Article:
More recently, a unique verdict of $1.8 billion is making headlines that can potentially rewrite real estate history and turn the status quo upside down. Is the 6 percent real estate agent’s commission in jeopardy? Join us as we discuss the NAR commission lawsuit and its probable short-term and long-term impacts. So hang tight as we discover everything related to the NAR buyer commission lawsuit's inception, key players, aftermath, and possible ramifications!
Do professional local realtors have a place in this technology-driven world?
As the world changes and technology evolves at a breakneck pace, it’s only inevitable that many question the legitimacy of “old institutions.” For instance, why use travel agents when one can book a flight, accommodation, and everything related to a memorable vacation? The same approach applies to many other “obsolete” domains. No wonder we can’t escape the futuristic vision of automation replacing humankind.
How about real estate? Can online platforms take over the place of the established and experienced local real estate agent? Is their commission justified in exchange for their vast knowledge of local and national real estate market trends, neighborhood know-how, and reliable experience in the homebuying and property-selling processes? Obviously, it’s up to you to decide.
However, many parties involved in real estate transactions raised their eyebrows at the "exorbitantly" costly commission fees. Subsequently, they filed a lawsuit against the National Association of Realtors, resulting in the famous NAR commission lawsuit.

Set of tasks:
(A) From the article on the NAR commission lawsuit, quote the passage that begins at the words "Do professional local" and ends after the words "automation replacing humankind.".
(B) List every word or phrase that the article on the NAR commission lawsuit places inside quotation marks.
(C) Write the next part of the article on the NAR commission lawsuit, picking up after its final sentence.

Pointing records
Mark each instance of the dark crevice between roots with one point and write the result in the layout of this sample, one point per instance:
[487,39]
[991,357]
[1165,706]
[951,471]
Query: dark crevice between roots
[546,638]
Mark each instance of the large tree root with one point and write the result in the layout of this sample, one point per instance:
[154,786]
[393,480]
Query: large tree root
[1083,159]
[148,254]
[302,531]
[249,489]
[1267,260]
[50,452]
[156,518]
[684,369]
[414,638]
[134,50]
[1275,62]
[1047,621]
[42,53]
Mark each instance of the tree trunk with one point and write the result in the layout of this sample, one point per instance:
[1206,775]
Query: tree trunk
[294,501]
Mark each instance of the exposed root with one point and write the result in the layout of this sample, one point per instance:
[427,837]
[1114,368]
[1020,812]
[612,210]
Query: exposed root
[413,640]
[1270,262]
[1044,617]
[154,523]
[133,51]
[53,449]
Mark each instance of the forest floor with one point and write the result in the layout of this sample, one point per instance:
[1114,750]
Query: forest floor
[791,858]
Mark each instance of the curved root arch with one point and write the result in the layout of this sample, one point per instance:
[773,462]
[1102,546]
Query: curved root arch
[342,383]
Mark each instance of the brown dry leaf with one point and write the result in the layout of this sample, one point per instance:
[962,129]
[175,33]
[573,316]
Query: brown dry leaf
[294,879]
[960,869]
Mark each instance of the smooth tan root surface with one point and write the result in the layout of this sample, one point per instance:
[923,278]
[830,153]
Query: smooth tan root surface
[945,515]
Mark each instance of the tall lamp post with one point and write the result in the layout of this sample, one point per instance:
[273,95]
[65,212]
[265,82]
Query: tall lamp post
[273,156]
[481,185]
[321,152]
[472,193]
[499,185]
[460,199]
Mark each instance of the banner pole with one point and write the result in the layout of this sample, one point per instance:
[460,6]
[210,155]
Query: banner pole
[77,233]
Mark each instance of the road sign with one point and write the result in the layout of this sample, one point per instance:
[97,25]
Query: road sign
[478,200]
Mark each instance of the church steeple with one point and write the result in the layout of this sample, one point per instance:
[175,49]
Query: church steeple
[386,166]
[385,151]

...

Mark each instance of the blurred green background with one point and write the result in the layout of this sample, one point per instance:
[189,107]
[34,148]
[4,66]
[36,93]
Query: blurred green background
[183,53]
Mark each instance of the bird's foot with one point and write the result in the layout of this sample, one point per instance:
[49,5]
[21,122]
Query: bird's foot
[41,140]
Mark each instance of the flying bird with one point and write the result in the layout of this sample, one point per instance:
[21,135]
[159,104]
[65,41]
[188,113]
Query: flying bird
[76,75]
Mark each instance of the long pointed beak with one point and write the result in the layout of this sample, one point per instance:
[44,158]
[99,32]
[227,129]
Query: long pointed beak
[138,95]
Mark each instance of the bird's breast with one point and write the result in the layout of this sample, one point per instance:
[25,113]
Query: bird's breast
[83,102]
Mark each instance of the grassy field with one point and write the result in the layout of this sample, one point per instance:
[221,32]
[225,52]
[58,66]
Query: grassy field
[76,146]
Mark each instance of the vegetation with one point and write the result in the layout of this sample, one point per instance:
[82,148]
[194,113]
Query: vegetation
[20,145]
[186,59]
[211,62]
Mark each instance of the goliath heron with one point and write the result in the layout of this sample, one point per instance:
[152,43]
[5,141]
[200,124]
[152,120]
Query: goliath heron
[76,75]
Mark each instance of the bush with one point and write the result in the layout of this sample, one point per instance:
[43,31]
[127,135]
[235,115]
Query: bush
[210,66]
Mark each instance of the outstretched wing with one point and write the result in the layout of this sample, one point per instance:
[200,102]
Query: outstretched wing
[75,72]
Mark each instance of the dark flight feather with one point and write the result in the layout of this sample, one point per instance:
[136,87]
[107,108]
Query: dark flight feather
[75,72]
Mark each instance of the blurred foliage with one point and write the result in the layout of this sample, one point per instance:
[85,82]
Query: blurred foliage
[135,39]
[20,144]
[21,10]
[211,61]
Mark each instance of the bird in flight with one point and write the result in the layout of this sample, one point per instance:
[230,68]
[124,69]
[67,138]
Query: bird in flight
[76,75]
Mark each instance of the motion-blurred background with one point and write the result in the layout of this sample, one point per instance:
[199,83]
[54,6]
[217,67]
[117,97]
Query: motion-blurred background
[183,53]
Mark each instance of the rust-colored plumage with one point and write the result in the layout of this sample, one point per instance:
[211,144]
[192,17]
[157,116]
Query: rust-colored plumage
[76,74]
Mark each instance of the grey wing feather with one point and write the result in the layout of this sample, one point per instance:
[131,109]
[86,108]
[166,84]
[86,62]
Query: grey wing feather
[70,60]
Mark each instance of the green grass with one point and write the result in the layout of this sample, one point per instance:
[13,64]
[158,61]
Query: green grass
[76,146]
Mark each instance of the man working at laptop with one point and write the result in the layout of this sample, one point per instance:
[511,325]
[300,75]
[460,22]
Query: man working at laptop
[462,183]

The replies:
(A)
Do professional local realtors have a place in this technology-driven world?
As the world changes and technology evolves at a breakneck pace, it’s only inevitable that many question the legitimacy of “old institutions.” For instance, why use travel agents when one can book a flight, accommodation, and everything related to a memorable vacation? The same approach applies to many other “obsolete” domains. No wonder we can’t escape the futuristic vision of automation replacing humankind.

(B)
old institutions
obsolete
exorbitantly

(C)
What went down at the NAR commission lawsuit?
On October 31st, 2023, a Kansas City, Missouri, verdict was announced in one of the most mediatized lawsuits (first called Sitzer, then Burnett Lawsuit) to face the real estate industry in the last few decades. CBS News, AP NEWS, and CNN were filled with headlines heralding a possible new age in home sales.
Some would go so far as to announce a ticking clock on the longstanding rules setting the five to six percent commission. Contrary to everyday belief, most agents earn their salary by commission and aren’t granted a regular wage.
Who were the plaintiffs, and what ailments did they have against brokerages and the NAR?
The plaintiffs, approximately 500,000 home sellers from Kansas, Missouri, and all across the Mid-West, assembled in 2019 to file a class action lawsuit against the National Association of Realtors, the agency responsible for managing most of the Multiple Listing Services (MLS). In a word, imagine the MLS as a technology that fuels property listing online platforms.
Artificially inflated commissions
The complainants alleged that the NAR and various distinguished and high-profile real estate brokerages, such as Re/Max, Keller Williams Realty, etc., conspired to keep commissions heightened at the expense of home sellers. This is the so-called “cooperative compensation agreement” basic NAR policy.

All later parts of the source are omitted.